**DATA SUPPLIED:**
════════════════
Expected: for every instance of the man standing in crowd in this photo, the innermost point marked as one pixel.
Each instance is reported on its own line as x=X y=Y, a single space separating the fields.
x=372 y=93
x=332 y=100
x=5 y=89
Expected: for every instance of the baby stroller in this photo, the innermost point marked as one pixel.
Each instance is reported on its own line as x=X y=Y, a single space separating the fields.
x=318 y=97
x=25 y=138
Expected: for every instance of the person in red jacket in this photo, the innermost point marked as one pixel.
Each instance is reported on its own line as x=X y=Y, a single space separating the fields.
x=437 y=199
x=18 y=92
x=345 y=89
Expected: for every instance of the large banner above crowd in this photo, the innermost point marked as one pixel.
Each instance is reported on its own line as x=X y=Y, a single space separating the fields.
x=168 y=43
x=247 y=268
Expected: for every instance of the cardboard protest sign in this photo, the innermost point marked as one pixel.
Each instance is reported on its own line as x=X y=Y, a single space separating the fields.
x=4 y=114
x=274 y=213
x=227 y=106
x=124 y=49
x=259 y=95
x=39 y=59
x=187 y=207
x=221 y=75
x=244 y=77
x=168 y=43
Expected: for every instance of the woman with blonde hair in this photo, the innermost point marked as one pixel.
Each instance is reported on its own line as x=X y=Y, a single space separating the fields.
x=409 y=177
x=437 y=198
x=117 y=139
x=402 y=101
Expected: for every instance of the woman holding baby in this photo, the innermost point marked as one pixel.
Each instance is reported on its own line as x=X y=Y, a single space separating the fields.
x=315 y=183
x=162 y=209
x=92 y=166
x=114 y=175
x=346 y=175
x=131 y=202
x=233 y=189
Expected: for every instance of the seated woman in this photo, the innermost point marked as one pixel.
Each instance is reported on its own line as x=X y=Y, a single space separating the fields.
════════════════
**ASSIGNMENT:** Every entry should be output exactly as written, please.

**YOUR SOLUTION:**
Expected: for every instance of the man standing in crowd in this photo, the innermost point marked as one pixel.
Each instance is reported on its own line as x=X y=Y, a single space separating the fields.
x=372 y=93
x=332 y=100
x=5 y=89
Expected: for every instance of the baby stroller in this photo, the innermost point marked as one pixel.
Each instance is reported on its own line as x=X y=Y, a single space separating the fields.
x=318 y=97
x=25 y=138
Expected: for every instance of the person in red jacket in this photo, the innermost point marked as one pixel.
Each instance is reported on its own line as x=X y=Y, a single space separating the fields.
x=437 y=199
x=18 y=92
x=345 y=89
Expected: for every instance of the large banner above crowd in this photo, the innermost point marked as one pixel.
Each instance is reported on its own line as x=X y=Y, a single space separating the fields.
x=168 y=43
x=247 y=268
Expected: for every instance of the cardboard protest sign in this photo, the innermost point marked as one pixel.
Each instance is reported on its own line as x=X y=Y, a single space separating the fields.
x=4 y=114
x=274 y=213
x=227 y=106
x=124 y=49
x=259 y=95
x=39 y=59
x=187 y=207
x=221 y=75
x=244 y=77
x=168 y=43
Expected: for every instance of the woman with blonde hair in this photo, the innermost point marked as one pixel.
Each instance is reported on its own line as x=X y=Y, a single space separating the fields.
x=409 y=177
x=437 y=198
x=117 y=139
x=402 y=101
Expected: for every instance of the woman holding baby in this photo, the innermost point marked as one pixel.
Each instance is reported on its own line as x=X y=Y, a single space separating the fields.
x=315 y=183
x=162 y=209
x=92 y=166
x=114 y=175
x=346 y=175
x=131 y=202
x=233 y=189
Expected: for every instance of the seated woman in this photo, the innermost point marked as one pixel.
Each instance is reported on its own line as x=X y=Y, a single space separating the fields.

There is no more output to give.